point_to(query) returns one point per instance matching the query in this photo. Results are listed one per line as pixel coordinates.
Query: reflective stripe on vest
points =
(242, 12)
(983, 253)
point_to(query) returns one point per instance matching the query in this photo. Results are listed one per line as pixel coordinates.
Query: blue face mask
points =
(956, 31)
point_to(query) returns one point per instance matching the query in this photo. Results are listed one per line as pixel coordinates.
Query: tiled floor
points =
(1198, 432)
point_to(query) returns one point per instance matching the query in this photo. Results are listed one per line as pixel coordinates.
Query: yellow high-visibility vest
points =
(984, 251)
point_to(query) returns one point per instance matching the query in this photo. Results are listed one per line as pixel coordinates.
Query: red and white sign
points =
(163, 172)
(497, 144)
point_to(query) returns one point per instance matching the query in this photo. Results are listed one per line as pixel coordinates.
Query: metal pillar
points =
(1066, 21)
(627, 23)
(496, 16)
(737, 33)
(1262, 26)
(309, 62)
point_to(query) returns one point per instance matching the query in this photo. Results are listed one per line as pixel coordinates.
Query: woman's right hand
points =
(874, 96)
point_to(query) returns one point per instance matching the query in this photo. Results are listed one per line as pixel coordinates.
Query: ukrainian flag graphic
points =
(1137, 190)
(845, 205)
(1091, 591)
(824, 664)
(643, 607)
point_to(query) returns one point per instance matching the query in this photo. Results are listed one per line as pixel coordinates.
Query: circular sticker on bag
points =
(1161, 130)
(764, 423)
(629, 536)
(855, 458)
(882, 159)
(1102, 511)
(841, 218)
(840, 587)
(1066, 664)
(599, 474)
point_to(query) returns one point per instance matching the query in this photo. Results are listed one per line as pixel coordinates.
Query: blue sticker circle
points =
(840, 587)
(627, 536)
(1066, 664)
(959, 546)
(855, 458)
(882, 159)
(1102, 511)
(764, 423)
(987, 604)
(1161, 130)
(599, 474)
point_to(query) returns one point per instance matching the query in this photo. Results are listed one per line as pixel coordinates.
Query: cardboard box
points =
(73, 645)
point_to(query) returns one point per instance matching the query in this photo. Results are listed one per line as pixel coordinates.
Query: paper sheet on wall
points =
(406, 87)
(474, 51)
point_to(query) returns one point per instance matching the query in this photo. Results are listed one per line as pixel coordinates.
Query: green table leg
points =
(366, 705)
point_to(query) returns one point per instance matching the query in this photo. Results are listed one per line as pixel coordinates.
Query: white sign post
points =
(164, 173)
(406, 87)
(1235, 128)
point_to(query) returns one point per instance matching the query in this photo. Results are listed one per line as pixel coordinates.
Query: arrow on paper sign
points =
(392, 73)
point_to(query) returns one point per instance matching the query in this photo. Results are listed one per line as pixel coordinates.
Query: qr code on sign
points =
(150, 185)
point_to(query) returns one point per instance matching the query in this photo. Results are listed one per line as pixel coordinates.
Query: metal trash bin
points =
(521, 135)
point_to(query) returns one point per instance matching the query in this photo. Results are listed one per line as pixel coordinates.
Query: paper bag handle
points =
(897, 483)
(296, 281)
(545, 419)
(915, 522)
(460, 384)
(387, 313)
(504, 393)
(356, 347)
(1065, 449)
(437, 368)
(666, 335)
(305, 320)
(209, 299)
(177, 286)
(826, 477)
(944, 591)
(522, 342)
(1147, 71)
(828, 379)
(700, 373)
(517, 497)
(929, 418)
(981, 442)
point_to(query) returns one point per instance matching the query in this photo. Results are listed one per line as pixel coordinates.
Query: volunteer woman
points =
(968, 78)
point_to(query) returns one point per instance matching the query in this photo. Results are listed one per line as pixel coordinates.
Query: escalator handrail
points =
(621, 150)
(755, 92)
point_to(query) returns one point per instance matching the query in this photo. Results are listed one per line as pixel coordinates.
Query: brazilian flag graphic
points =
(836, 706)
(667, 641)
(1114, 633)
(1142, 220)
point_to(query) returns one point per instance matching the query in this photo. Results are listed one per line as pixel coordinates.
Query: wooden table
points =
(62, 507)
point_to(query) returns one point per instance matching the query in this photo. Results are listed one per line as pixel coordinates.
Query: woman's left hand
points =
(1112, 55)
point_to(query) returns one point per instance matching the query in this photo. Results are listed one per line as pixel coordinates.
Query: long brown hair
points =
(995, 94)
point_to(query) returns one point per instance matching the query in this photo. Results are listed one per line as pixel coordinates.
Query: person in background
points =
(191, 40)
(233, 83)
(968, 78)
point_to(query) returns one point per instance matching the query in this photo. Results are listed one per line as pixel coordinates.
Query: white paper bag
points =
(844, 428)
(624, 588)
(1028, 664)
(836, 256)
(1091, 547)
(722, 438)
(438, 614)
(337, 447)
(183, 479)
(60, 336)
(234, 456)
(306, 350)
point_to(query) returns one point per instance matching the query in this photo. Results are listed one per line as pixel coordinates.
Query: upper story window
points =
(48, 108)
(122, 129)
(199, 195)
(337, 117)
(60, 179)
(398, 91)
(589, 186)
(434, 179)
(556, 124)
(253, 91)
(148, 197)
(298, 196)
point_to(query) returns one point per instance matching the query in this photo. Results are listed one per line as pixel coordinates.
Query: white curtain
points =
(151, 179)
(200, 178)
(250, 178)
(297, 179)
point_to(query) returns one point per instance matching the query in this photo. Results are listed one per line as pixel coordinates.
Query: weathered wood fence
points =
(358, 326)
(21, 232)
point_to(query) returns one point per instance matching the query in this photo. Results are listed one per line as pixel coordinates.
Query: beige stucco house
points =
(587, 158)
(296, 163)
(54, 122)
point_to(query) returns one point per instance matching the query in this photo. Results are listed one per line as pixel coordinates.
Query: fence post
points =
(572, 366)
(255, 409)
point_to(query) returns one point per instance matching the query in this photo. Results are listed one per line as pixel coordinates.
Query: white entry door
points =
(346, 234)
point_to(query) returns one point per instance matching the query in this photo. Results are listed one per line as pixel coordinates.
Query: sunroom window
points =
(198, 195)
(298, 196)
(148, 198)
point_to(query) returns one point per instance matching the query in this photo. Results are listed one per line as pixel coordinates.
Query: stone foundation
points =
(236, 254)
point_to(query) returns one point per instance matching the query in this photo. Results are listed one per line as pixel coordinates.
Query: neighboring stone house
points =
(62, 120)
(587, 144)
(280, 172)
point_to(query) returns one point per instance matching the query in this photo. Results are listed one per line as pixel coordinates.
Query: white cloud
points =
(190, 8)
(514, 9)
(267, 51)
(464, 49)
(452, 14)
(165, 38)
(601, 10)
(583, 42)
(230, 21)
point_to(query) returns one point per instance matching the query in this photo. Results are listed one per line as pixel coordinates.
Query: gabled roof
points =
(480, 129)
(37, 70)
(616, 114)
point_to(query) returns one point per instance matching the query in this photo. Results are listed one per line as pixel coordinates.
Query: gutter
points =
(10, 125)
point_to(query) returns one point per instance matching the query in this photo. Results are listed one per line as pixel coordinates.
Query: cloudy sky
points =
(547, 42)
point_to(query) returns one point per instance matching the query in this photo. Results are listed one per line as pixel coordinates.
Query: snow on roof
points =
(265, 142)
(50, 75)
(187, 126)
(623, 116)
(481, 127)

------------------------------

Work to do
State how many lines above contain the string "graphic". Reply with the number only.

Task answer
2